───── TEXT SHOWN ─────
A suicide attack yesterday struck memorial prayers for the assassinated half-brother of Afghan President Hamid Karzai, killing four people including a senior cleric in a mosque, officials said.
Afghan Interior Ministry spokesman Siddiq Siddiqi said 13 people were also wounded when the bomber blew himself up in the southern city of Kandahar, where Cabinet ministers visiting from the capital Kabul had been in attendance.
The bombing again raises the prospect of renewed instability in Kandahar, one of Afghanistan’s bloodiest battlegrounds and the birthplace of the Taliban, in the power vacuum created by the death of local powerbroker Ahmed Wali Karzai.
The head of the religious council for the southern province of Kandahar, Hikmatullah Hikmat, was among those killed yesterday, the government said.
“It was a suicide attack. Four people have been martyred and 13 injured. The dead include Maulavi Hikmatullah, head of the Kandahar Ulema council,” Siddiqi said, referring to the dead man by his religious title.
“The bombing was in a corner of the mosque. It’s a big mosque,” he said, adding that it was the venue for a service in memory of Wali Karzai, the younger half-brother of Hamid Karzai who was shot dead at home on Tuesday.
A member of the Kandahar provincial council who attended the prayers confirmed it was a suicide bombing inside the mosque.
“I saw one dead and four injured in there. The service was about to end when it happened,” Agha Lalai said.
One member of parliament who had attended the service said the government delegation included the Afghan ministers of defense, justice and public works, as well as deputy ministers from various ministries and 15 members of parliament.
After the attack, other high-ranking officials were whisked away in bullet-proof cars and police quickly sealed off the area, a reporter said.
───── MATERIAL SHOWN ─────
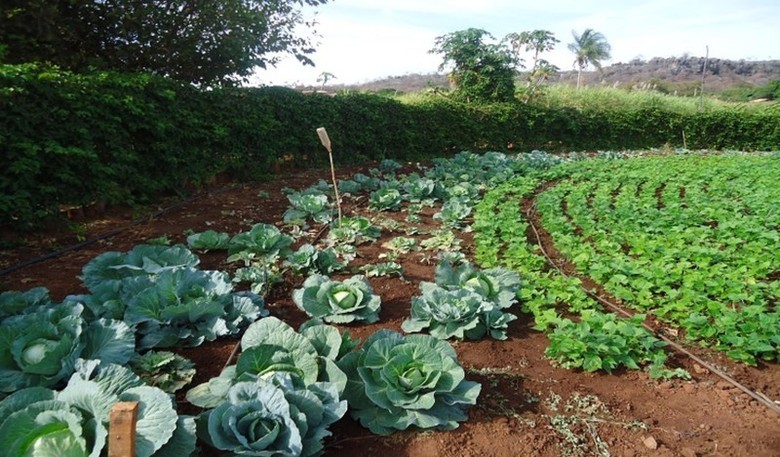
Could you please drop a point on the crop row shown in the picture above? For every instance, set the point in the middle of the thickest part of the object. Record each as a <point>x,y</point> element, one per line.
<point>693,240</point>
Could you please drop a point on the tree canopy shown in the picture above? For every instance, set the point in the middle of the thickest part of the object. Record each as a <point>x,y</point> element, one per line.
<point>590,48</point>
<point>481,71</point>
<point>203,42</point>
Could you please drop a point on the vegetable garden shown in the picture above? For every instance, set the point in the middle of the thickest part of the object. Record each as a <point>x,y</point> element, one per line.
<point>479,305</point>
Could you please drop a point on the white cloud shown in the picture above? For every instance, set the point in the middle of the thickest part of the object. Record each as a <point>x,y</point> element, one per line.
<point>370,39</point>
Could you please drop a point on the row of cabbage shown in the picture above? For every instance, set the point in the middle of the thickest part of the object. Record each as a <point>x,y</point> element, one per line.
<point>63,365</point>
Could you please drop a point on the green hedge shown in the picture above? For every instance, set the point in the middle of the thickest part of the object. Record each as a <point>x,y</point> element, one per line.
<point>107,138</point>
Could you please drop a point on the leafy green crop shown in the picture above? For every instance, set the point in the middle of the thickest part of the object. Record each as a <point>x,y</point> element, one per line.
<point>602,341</point>
<point>40,346</point>
<point>351,300</point>
<point>264,240</point>
<point>209,240</point>
<point>309,204</point>
<point>385,199</point>
<point>166,370</point>
<point>308,260</point>
<point>397,382</point>
<point>353,230</point>
<point>273,416</point>
<point>74,421</point>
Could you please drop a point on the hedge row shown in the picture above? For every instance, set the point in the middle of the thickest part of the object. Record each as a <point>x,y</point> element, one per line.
<point>71,140</point>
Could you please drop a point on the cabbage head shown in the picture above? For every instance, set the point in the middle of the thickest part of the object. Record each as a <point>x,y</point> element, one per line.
<point>271,346</point>
<point>339,302</point>
<point>273,416</point>
<point>37,421</point>
<point>448,313</point>
<point>309,204</point>
<point>264,240</point>
<point>186,306</point>
<point>396,382</point>
<point>41,346</point>
<point>498,285</point>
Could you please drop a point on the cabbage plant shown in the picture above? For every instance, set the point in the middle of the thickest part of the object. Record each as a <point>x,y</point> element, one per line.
<point>308,259</point>
<point>353,230</point>
<point>208,241</point>
<point>309,204</point>
<point>273,416</point>
<point>271,346</point>
<point>281,396</point>
<point>453,213</point>
<point>264,240</point>
<point>105,275</point>
<point>385,199</point>
<point>185,307</point>
<point>37,421</point>
<point>448,313</point>
<point>339,302</point>
<point>498,285</point>
<point>396,382</point>
<point>15,302</point>
<point>40,347</point>
<point>418,189</point>
<point>166,370</point>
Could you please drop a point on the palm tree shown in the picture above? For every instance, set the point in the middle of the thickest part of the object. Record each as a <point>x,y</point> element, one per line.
<point>589,48</point>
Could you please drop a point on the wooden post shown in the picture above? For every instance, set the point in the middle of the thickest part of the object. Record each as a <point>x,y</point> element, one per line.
<point>121,429</point>
<point>325,140</point>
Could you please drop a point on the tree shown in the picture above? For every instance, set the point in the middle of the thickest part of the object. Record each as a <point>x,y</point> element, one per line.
<point>481,71</point>
<point>536,42</point>
<point>199,41</point>
<point>324,77</point>
<point>590,48</point>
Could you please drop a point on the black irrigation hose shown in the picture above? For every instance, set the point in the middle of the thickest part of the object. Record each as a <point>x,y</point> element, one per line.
<point>112,233</point>
<point>755,395</point>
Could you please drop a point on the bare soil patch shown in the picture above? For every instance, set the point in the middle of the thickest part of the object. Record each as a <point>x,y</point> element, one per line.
<point>527,406</point>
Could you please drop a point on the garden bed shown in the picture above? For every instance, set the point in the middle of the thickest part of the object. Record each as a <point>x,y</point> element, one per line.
<point>527,405</point>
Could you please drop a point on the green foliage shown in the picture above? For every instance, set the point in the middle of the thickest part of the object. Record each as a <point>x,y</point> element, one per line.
<point>482,72</point>
<point>165,370</point>
<point>106,138</point>
<point>180,41</point>
<point>74,421</point>
<point>271,346</point>
<point>455,313</point>
<point>309,204</point>
<point>277,416</point>
<point>396,382</point>
<point>338,302</point>
<point>308,259</point>
<point>589,48</point>
<point>385,199</point>
<point>41,345</point>
<point>601,341</point>
<point>208,240</point>
<point>263,240</point>
<point>373,270</point>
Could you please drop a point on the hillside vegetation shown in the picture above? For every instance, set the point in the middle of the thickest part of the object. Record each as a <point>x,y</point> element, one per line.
<point>680,75</point>
<point>110,138</point>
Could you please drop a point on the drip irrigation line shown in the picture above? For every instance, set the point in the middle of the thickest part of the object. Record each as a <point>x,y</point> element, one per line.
<point>762,399</point>
<point>111,233</point>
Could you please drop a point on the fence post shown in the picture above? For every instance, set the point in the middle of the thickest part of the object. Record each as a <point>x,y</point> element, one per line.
<point>121,429</point>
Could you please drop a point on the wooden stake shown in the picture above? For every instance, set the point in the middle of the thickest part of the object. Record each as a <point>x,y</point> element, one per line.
<point>121,429</point>
<point>325,140</point>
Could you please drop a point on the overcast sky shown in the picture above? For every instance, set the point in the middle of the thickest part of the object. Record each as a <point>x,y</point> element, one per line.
<point>364,40</point>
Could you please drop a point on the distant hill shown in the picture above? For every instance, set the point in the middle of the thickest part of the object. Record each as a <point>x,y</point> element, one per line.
<point>672,75</point>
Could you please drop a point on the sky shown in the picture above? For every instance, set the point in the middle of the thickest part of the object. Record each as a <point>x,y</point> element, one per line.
<point>366,40</point>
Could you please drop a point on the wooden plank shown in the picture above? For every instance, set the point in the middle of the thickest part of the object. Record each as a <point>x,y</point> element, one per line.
<point>121,429</point>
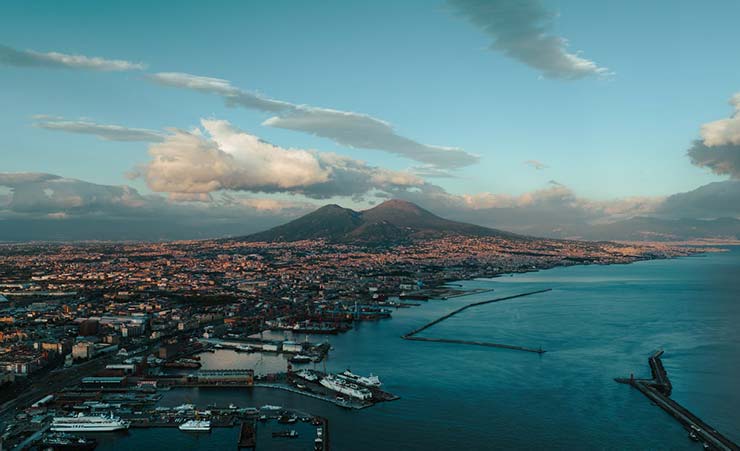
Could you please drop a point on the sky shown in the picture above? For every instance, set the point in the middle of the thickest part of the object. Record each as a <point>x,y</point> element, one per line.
<point>284,105</point>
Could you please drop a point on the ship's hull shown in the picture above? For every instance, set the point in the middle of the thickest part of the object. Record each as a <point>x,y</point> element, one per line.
<point>87,428</point>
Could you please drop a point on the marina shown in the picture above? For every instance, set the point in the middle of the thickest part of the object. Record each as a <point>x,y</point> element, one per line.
<point>413,334</point>
<point>659,388</point>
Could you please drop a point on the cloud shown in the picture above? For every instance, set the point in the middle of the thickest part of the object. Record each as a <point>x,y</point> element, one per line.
<point>222,157</point>
<point>346,128</point>
<point>538,165</point>
<point>542,212</point>
<point>724,131</point>
<point>232,96</point>
<point>366,132</point>
<point>719,148</point>
<point>102,131</point>
<point>714,200</point>
<point>50,207</point>
<point>520,29</point>
<point>29,58</point>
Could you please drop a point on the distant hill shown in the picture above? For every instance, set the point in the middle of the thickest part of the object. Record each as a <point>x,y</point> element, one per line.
<point>391,222</point>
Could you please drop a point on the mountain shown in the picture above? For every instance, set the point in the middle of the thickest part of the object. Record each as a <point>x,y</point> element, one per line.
<point>391,222</point>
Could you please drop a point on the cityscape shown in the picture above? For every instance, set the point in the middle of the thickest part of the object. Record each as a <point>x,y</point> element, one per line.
<point>222,225</point>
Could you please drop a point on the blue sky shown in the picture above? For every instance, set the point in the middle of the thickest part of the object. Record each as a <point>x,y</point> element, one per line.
<point>419,65</point>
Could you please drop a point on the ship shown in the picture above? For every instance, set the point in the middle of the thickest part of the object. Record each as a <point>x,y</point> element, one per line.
<point>196,426</point>
<point>308,375</point>
<point>345,387</point>
<point>300,358</point>
<point>88,423</point>
<point>66,442</point>
<point>287,434</point>
<point>369,381</point>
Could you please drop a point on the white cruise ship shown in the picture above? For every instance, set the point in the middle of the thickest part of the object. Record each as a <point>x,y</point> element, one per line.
<point>369,381</point>
<point>342,386</point>
<point>196,426</point>
<point>91,423</point>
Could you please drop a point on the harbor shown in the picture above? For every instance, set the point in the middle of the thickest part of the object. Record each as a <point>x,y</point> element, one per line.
<point>413,335</point>
<point>658,390</point>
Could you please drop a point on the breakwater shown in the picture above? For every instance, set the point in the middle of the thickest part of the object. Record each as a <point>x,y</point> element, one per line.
<point>413,334</point>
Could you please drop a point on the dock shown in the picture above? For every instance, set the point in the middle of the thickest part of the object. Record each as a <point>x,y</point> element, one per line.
<point>659,388</point>
<point>412,335</point>
<point>247,436</point>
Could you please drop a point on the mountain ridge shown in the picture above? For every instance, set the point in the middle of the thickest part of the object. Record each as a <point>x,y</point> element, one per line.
<point>391,222</point>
─────
Give the full name of every person mentioned by name in the news report on the Kandahar mosque bombing, listing each person once.

ANSWER BOX:
Hamid Karzai
Siddiq Siddiqi
Ahmed Wali Karzai
Hikmatullah Hikmat
Agha Lalai